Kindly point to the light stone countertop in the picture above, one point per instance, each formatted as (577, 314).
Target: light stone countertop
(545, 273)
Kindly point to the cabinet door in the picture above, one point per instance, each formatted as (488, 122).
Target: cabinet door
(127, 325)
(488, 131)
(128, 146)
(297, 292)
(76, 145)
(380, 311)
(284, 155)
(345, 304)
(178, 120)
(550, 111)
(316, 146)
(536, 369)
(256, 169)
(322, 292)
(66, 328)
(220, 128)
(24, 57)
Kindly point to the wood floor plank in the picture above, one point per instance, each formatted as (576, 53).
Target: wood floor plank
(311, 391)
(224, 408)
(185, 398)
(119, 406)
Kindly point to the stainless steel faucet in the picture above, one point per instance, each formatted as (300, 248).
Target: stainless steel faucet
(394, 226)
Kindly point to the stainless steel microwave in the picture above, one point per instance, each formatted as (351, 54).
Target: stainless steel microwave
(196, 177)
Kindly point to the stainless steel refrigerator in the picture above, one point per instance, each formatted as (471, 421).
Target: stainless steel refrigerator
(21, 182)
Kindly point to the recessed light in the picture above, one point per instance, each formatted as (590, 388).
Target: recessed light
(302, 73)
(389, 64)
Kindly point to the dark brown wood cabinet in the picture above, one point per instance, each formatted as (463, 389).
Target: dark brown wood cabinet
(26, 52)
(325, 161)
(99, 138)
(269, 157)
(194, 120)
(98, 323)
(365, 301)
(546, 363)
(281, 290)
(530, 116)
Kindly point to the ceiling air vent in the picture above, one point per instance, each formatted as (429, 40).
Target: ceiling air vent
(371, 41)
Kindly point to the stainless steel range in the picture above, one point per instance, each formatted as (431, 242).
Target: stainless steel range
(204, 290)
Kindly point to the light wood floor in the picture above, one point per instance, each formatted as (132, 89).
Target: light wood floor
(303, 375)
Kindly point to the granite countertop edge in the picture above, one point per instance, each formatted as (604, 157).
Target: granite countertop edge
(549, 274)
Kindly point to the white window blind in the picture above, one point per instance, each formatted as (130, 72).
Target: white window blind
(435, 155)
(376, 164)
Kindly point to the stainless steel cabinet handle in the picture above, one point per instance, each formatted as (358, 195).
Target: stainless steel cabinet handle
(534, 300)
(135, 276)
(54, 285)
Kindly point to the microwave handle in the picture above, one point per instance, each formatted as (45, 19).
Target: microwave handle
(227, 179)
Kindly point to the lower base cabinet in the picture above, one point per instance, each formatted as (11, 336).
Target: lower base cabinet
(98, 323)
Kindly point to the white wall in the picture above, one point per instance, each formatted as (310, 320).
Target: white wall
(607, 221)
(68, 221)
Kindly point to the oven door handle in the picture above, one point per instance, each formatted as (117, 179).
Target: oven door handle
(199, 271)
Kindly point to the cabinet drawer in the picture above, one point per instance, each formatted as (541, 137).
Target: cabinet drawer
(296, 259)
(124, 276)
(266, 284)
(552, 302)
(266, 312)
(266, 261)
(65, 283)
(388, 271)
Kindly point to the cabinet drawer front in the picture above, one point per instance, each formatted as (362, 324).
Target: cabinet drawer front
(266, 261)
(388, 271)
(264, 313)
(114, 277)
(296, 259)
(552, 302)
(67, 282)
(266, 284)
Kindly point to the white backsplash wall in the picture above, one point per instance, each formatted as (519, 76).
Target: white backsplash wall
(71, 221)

------

§ **Exercise details**
Repeat the records above in full, word for word.

§ **Response**
Kindly point to the light stone countertop in the picture above, one point per instance, each formatted as (577, 314).
Target: light stone countertop
(545, 273)
Kindly point to the cabinet door in the picture above, one point per instance, each formatted as (488, 122).
Target: cabinet door
(127, 325)
(488, 131)
(128, 146)
(297, 292)
(76, 145)
(380, 311)
(284, 155)
(345, 304)
(178, 120)
(550, 111)
(316, 146)
(536, 369)
(256, 169)
(322, 292)
(66, 328)
(220, 128)
(24, 57)
Kindly point to the wood floor plank in the picture above, one point per instance, each formatted as (576, 53).
Target: wood floor plank
(311, 391)
(224, 408)
(185, 398)
(119, 406)
Kindly point to the stainless steel faucet in the picture above, one point per instance, each formatted as (300, 248).
Target: stainless steel faucet
(394, 226)
Kindly point to the stainless steel microwave in the picture above, one point per instance, each formatted as (351, 54).
Target: stainless steel microwave
(196, 177)
Kindly point to the stainless steel refrigerator in the picture above, one point per instance, each formatted as (471, 421).
Target: stainless steel refrigerator
(21, 182)
Kindly point to the recessed light in the picture above, one point per instance, each formatted as (590, 388).
Target: recessed light
(302, 73)
(389, 64)
Kindly point to the dark brown wood cabinet in the picture above, one point per instance, each formatted as (463, 389).
Target: dark brown wood cabinet
(26, 52)
(325, 161)
(99, 138)
(269, 157)
(194, 120)
(98, 323)
(365, 301)
(546, 363)
(281, 290)
(530, 116)
Kindly point to the ceiling air vent in the picture above, one point per instance, each formatted as (429, 40).
Target: ceiling air vent
(371, 41)
Kindly point to the stainless steel range in the picture above, one point per instance, each formatted as (431, 242).
Target: stainless steel range
(204, 290)
Kindly point to the light wood floor in the picture above, one point per instance, each formatted as (132, 89).
Target: light wood floor
(303, 375)
Kindly point to the granite countertop edge in the picture above, one point per instance, each formatted as (604, 157).
Target: granite countertop edge
(549, 274)
Kindly point to the white window blind in the picture above, one point per instance, each formatted as (130, 72).
Target: white window blind
(435, 155)
(376, 164)
Kindly point to the stainless steel cabinet handle in the picture above, one point per instance, each formatted as (358, 195).
Target: stainless steel cabinet handle
(534, 300)
(135, 276)
(54, 285)
Kindly point to the microwave handle in the picture above, one point per instance, each formatted as (45, 19).
Target: microwave handle
(227, 179)
Kindly point to the lower base cabinet in the picture above, one point per instance, each formatted as (11, 336).
Target: lower base cabinet
(98, 323)
Kindly point to the white wall in the picture above, one point per instance, each formatted as (310, 320).
Target: white wall
(607, 221)
(68, 221)
Kindly point to the oven door handle in the picture above, one point per instance, each formatted as (117, 179).
Target: oven door handle
(199, 271)
Kindly point to the cabinet drawer in the picture above, one point per instance, each formatted as (541, 137).
Target: cabinet drawer
(296, 259)
(124, 276)
(266, 284)
(552, 302)
(266, 312)
(266, 261)
(65, 283)
(388, 271)
Kindly point to the cabinet drawer front in the picture above, one point per instance, each formatted as (362, 324).
Target: cabinet drawer front
(266, 261)
(388, 271)
(264, 313)
(114, 277)
(296, 259)
(552, 302)
(67, 282)
(266, 284)
Kindly point to the white backsplash wall in the picture above, one point per instance, each formatted as (519, 76).
Target: white backsplash wall
(71, 221)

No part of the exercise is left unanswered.